_WORK INSTRUCTIONS_
Arrange only the records from the line with "the flower standard" to the line with "264 356 308 421", both lines included, as a two-column CSV with the headers text and answer. Give one row per record, put each field in double quotes, and replace line breaks with spaces.
○ ○ ○ ○ ○
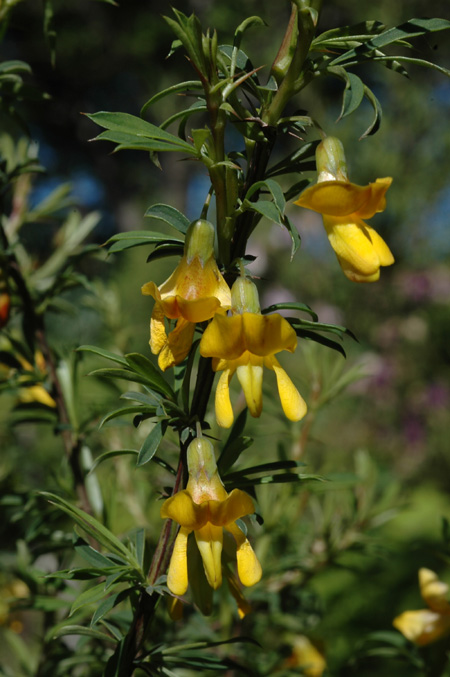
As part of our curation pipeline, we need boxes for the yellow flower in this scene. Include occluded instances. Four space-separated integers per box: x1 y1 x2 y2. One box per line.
200 277 307 428
393 569 450 646
294 137 394 282
142 219 231 371
161 438 262 595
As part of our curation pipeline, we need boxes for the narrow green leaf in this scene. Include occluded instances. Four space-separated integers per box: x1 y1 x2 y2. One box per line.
48 625 111 642
75 345 127 366
91 588 133 628
98 404 156 428
359 85 382 141
146 243 184 263
74 536 117 569
87 111 193 153
125 353 176 402
103 230 184 254
141 80 203 118
38 491 137 567
89 449 139 472
338 71 364 121
69 583 112 616
261 301 319 322
136 420 167 467
295 328 347 357
145 204 190 235
245 179 286 216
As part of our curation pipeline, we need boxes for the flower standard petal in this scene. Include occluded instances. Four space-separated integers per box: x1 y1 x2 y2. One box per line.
167 527 191 595
195 522 223 590
209 489 255 527
264 356 308 421
242 313 297 356
419 568 450 614
215 368 234 428
393 609 450 646
294 181 372 216
149 301 167 355
225 523 262 587
158 317 195 371
323 215 380 276
200 314 245 360
161 489 208 531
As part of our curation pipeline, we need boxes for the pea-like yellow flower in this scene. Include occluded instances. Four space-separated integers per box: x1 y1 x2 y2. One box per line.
142 219 231 371
161 438 262 595
294 137 394 282
200 277 307 428
393 568 450 646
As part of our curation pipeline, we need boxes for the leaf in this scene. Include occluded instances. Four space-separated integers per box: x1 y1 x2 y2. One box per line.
330 19 450 66
295 328 347 358
125 353 176 402
69 582 113 616
75 345 127 366
146 243 184 263
141 80 203 118
46 625 111 642
38 491 138 568
89 449 139 472
74 536 117 569
103 230 184 254
359 85 382 141
136 420 167 467
283 216 301 261
86 111 195 154
244 179 286 216
261 301 319 322
98 404 156 428
91 588 133 628
145 204 190 235
337 69 364 122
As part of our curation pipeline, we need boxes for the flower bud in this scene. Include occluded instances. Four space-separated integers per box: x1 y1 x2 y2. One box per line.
231 276 261 315
316 136 348 183
187 437 217 481
0 292 11 329
184 219 215 265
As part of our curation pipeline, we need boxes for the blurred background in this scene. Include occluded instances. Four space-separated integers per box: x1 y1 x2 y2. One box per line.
0 0 450 675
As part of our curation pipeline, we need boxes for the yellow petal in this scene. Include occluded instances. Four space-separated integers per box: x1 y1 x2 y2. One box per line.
264 357 308 421
141 282 161 301
200 314 246 360
167 527 190 595
148 302 167 355
393 609 450 646
419 568 450 613
209 489 255 526
294 181 372 217
356 176 392 219
215 364 234 428
158 317 195 371
364 223 394 266
160 489 207 531
236 360 263 418
176 296 220 323
195 522 223 590
166 596 183 621
242 313 297 356
323 216 380 277
225 524 262 587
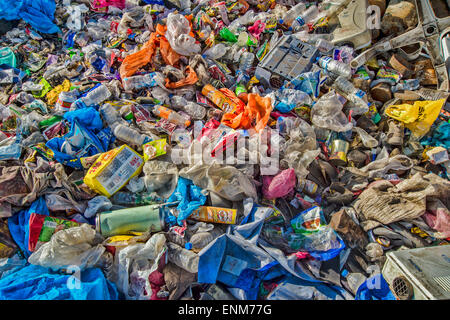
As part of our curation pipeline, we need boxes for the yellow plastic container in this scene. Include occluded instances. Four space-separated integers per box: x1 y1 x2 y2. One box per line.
189 206 237 224
83 145 144 197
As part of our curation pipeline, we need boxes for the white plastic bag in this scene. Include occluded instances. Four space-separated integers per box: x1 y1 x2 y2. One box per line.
28 224 106 270
165 13 201 56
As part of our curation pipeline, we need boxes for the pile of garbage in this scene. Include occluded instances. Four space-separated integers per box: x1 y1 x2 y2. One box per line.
0 0 450 300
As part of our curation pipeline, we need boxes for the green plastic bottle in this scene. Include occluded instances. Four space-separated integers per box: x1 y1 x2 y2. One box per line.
219 28 237 42
39 116 62 129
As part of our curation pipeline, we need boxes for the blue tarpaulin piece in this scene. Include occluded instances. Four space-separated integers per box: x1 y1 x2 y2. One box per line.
167 177 206 226
8 197 50 258
0 0 61 33
355 273 396 300
46 107 114 169
0 264 119 300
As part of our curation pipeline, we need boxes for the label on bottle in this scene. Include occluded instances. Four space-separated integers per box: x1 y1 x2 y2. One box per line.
189 206 237 224
84 145 144 197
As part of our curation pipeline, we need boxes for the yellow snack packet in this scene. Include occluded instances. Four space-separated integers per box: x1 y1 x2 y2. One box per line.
83 145 144 197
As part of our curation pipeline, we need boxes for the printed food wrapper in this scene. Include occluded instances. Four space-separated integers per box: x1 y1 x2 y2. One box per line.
189 206 237 224
142 139 167 161
83 145 144 197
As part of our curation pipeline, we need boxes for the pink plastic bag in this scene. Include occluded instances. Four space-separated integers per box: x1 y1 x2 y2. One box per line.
422 200 450 238
248 20 266 40
263 169 297 199
91 0 125 10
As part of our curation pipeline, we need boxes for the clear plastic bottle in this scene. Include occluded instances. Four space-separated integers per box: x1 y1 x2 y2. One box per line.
346 272 367 294
291 5 320 31
122 72 158 91
315 38 334 53
167 242 199 273
354 127 378 149
183 101 206 120
334 76 369 115
215 1 230 26
152 106 191 128
113 124 150 146
318 56 352 79
111 191 161 206
203 43 228 60
99 103 120 126
280 2 306 26
239 52 255 73
81 84 111 107
170 96 188 110
391 79 420 93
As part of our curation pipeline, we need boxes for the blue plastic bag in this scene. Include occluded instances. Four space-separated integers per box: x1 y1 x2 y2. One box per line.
8 197 50 258
0 264 119 300
285 71 321 98
0 0 61 33
355 273 396 300
167 177 206 226
46 107 114 169
421 122 450 149
198 234 286 300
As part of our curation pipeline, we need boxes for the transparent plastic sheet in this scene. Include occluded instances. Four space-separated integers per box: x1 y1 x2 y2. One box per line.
180 164 257 201
28 224 106 271
114 233 167 300
311 91 353 132
143 160 178 198
346 154 414 179
165 13 201 56
126 176 145 193
353 173 450 231
83 196 112 218
263 169 297 199
275 89 312 113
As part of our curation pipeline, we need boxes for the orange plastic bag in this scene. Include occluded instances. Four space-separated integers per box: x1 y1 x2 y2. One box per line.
166 66 198 89
119 32 157 79
220 89 272 132
119 24 180 79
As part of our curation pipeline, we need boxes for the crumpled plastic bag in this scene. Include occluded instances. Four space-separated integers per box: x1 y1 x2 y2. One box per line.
166 66 198 89
46 107 113 169
126 176 145 193
45 192 86 213
119 24 180 79
0 0 61 33
114 233 167 300
143 160 178 198
353 172 450 231
275 89 312 113
165 13 201 56
280 118 320 178
84 196 112 218
422 199 450 238
180 163 258 201
0 166 52 218
45 79 71 106
28 224 106 271
8 197 50 258
0 264 119 300
346 154 414 179
262 169 297 199
311 91 353 132
385 99 447 138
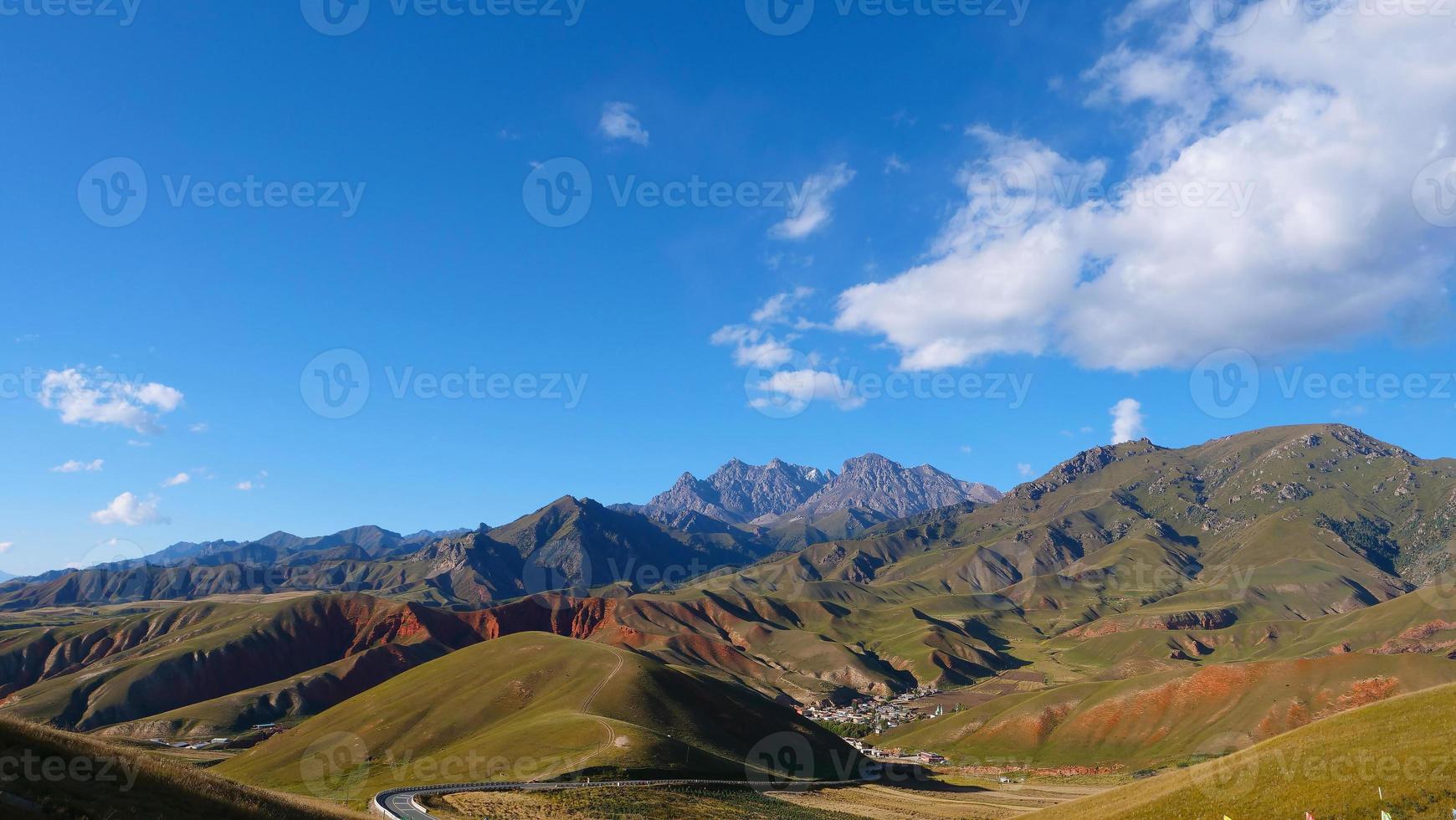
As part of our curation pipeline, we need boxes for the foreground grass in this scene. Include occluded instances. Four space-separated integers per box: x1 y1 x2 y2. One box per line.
1035 686 1456 820
0 718 360 820
423 787 854 820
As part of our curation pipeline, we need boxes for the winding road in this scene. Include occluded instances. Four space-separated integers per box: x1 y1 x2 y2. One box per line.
370 647 865 820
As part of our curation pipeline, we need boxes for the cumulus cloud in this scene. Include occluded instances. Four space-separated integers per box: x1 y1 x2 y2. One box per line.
836 0 1456 372
751 287 814 325
709 325 795 367
51 459 105 474
769 163 854 238
38 368 182 433
710 287 865 413
597 102 648 147
748 367 865 411
92 492 172 527
1106 399 1145 444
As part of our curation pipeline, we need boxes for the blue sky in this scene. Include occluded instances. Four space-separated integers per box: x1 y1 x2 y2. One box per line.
0 0 1456 574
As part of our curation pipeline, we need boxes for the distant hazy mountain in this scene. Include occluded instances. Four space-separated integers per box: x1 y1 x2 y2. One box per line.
642 459 834 525
791 453 1002 519
641 453 1000 530
0 495 773 610
143 525 470 565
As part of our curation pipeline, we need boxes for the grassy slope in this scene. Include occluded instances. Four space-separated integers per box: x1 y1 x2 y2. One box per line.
1035 686 1456 820
0 718 358 820
0 594 465 733
872 654 1456 771
218 632 852 802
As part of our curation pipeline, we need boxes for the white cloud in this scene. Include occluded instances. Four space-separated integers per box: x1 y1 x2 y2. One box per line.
597 102 648 147
769 163 854 238
38 368 182 433
836 0 1456 372
709 325 797 367
92 492 172 527
751 287 814 325
1106 399 1145 444
748 368 865 411
51 459 106 474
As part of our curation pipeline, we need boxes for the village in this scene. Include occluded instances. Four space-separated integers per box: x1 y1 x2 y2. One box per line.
147 724 283 751
798 686 945 763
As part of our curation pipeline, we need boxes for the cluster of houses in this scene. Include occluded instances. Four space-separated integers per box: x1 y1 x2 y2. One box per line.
798 686 945 731
148 724 283 751
151 737 233 749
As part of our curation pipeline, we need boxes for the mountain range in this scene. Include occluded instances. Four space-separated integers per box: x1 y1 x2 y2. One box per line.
0 454 999 609
641 453 1000 525
0 425 1456 797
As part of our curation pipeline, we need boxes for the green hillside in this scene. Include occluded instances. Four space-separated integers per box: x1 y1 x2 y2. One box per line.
217 632 859 804
1033 686 1456 820
0 718 362 820
869 654 1456 772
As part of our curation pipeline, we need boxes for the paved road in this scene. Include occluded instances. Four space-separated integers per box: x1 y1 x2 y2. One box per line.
370 647 864 820
370 781 865 820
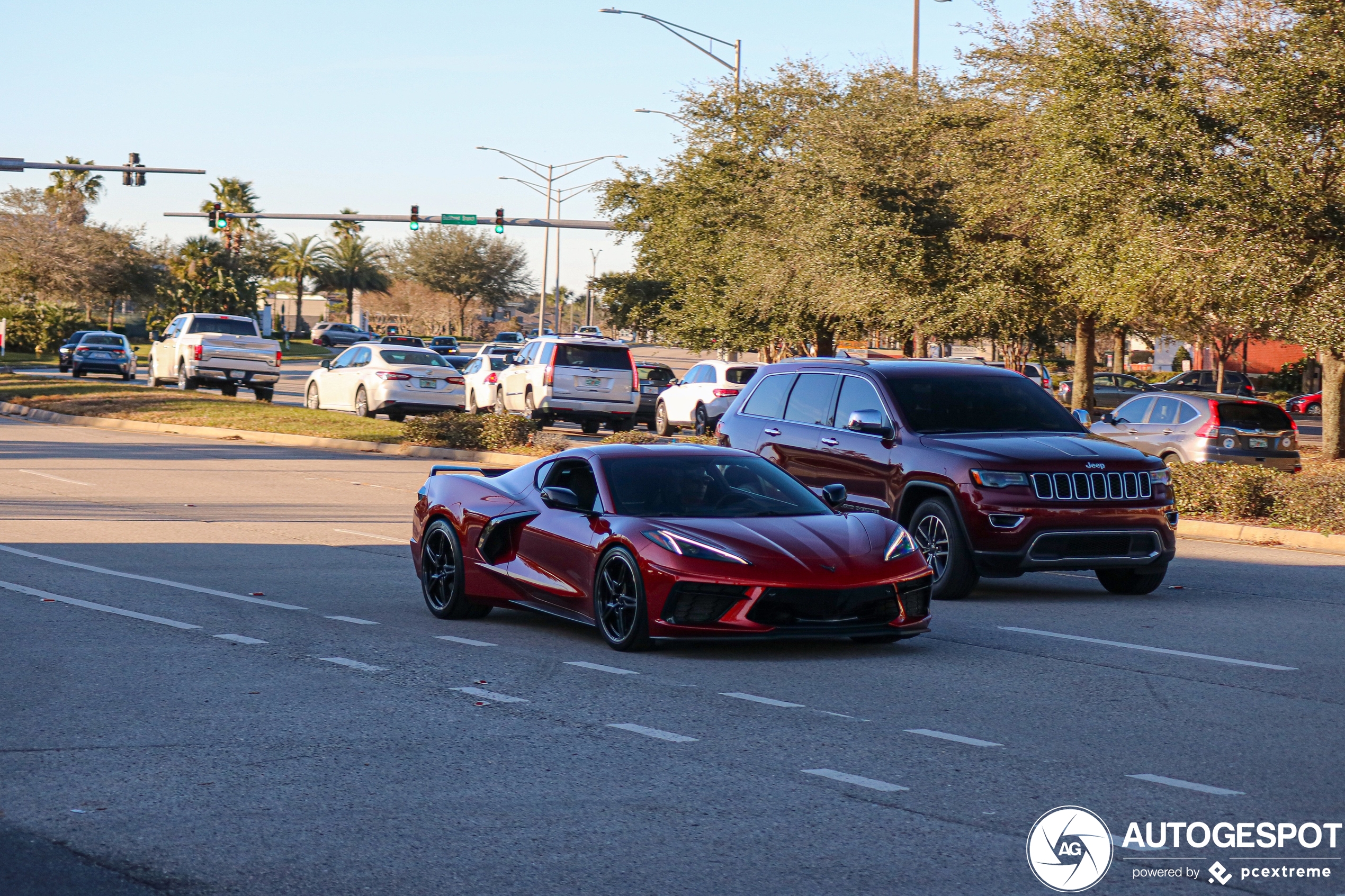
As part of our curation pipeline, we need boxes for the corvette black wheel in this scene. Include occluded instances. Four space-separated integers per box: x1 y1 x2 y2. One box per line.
593 547 651 650
421 520 491 619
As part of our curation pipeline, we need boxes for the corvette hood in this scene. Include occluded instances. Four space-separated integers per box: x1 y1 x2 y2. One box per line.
920 432 1151 470
650 514 886 577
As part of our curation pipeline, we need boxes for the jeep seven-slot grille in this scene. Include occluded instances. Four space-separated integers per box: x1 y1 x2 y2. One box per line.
1032 470 1153 501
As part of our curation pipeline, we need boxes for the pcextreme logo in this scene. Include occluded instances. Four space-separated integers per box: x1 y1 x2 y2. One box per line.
1028 806 1111 893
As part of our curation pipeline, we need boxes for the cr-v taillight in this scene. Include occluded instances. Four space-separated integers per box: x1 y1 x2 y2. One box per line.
1196 399 1218 439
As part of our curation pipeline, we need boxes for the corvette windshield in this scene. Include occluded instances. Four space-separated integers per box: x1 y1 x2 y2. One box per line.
603 454 831 519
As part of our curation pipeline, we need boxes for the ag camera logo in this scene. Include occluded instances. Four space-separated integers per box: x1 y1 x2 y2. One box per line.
1028 806 1111 893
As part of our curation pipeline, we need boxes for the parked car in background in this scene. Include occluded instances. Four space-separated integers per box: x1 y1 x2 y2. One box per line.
○ ○ ○ ○ ○
_TASK SOLUTION_
text,answer
"As part of our curation pipeline, we need boxes for the flower standard petal in this scene. Include occluded instances. Four space-separated integers per box: x1 y1 x2 y2. One box per line.","167 527 191 595 195 522 223 590 209 489 255 527 264 356 308 421"